__Exercise prompt__:
Begin at the line below that contains "Find dark blue" and write out every line from there to the end of the entries, exactly.

__Material for this exercise__:
-.-.-

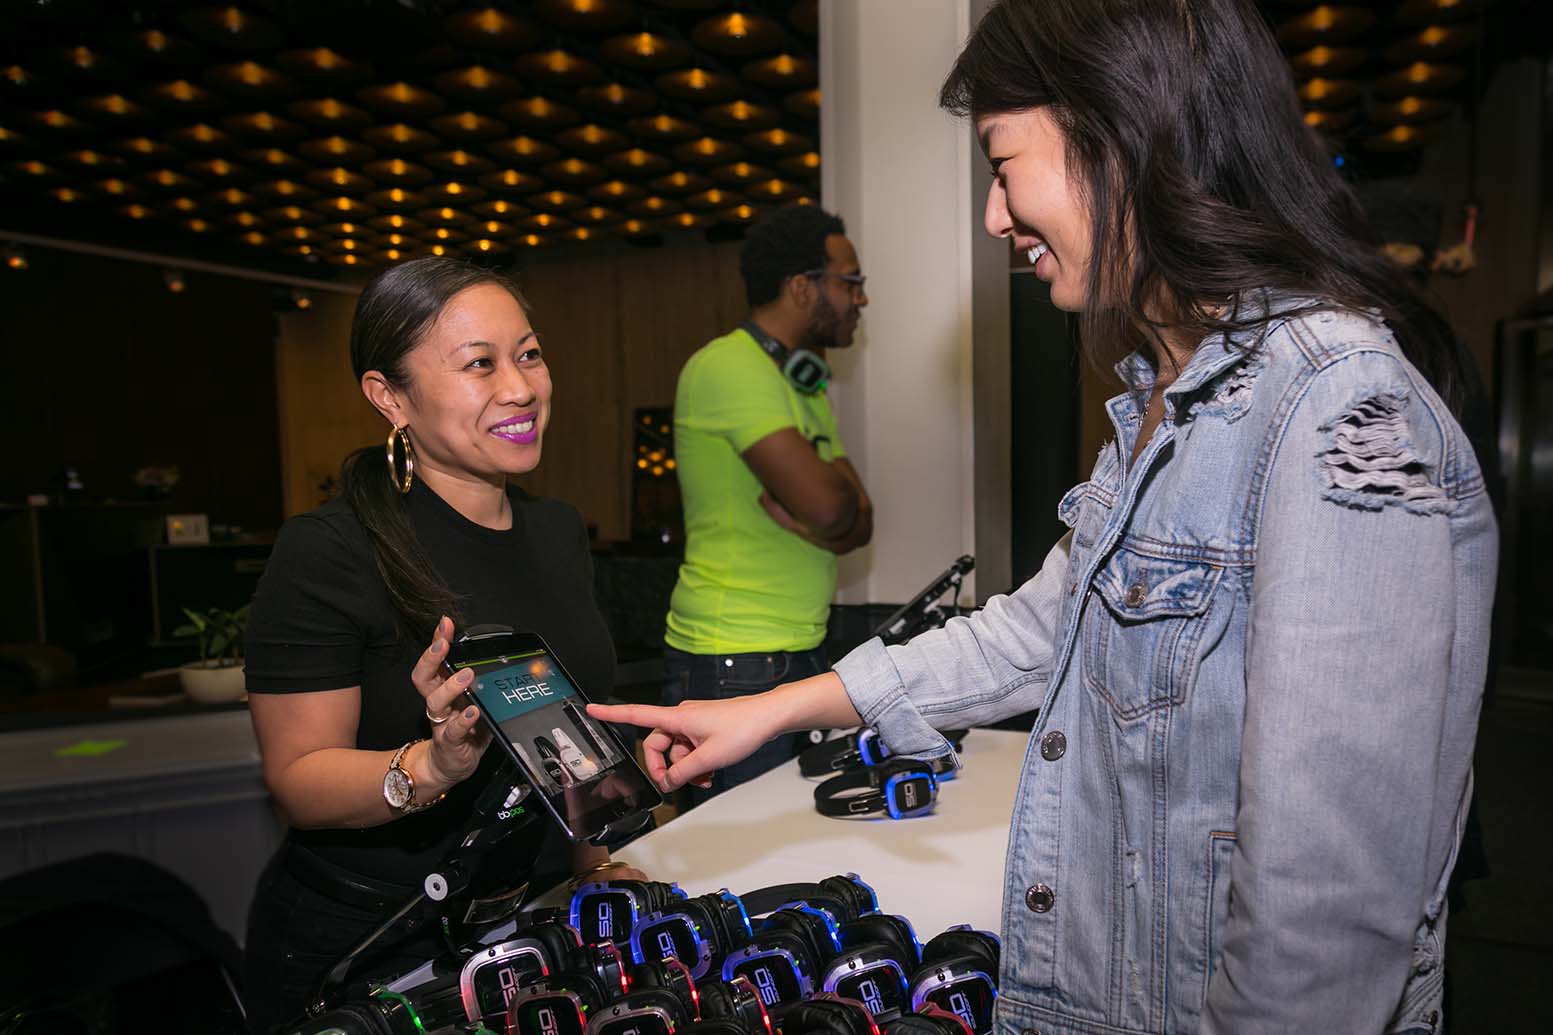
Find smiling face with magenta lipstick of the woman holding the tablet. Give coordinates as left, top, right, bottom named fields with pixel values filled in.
left=398, top=284, right=550, bottom=479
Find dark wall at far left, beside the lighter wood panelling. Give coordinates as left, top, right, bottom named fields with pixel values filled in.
left=0, top=247, right=281, bottom=531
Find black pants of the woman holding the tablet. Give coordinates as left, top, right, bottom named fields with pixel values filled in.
left=242, top=845, right=443, bottom=1035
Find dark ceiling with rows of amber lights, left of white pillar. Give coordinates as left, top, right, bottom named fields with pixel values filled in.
left=0, top=0, right=820, bottom=272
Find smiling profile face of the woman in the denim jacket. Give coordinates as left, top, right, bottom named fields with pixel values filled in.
left=975, top=107, right=1093, bottom=312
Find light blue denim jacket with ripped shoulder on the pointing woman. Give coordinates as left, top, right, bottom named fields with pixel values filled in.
left=836, top=300, right=1497, bottom=1035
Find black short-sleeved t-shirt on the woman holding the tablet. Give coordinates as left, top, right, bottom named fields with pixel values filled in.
left=245, top=480, right=615, bottom=887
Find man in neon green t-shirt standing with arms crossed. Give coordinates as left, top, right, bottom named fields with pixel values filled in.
left=663, top=205, right=873, bottom=802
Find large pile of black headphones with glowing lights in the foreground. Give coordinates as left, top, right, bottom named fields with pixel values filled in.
left=294, top=875, right=1000, bottom=1035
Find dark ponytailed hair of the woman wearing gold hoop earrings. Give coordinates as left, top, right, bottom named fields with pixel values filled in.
left=340, top=258, right=528, bottom=640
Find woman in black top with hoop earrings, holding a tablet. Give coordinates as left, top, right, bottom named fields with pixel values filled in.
left=245, top=258, right=627, bottom=1032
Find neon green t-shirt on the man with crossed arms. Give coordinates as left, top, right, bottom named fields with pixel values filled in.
left=663, top=329, right=846, bottom=654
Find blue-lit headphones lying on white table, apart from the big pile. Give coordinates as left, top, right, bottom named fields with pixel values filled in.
left=798, top=727, right=966, bottom=819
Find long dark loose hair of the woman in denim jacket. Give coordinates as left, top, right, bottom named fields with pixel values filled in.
left=940, top=0, right=1461, bottom=404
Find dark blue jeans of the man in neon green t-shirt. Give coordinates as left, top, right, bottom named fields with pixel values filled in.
left=663, top=646, right=831, bottom=805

-.-.-

__Expected answer__:
Find dark blue jeans of the man in neon green t-shirt. Give coordinates as left, top, right, bottom named fields with pixel values filled in.
left=663, top=646, right=831, bottom=805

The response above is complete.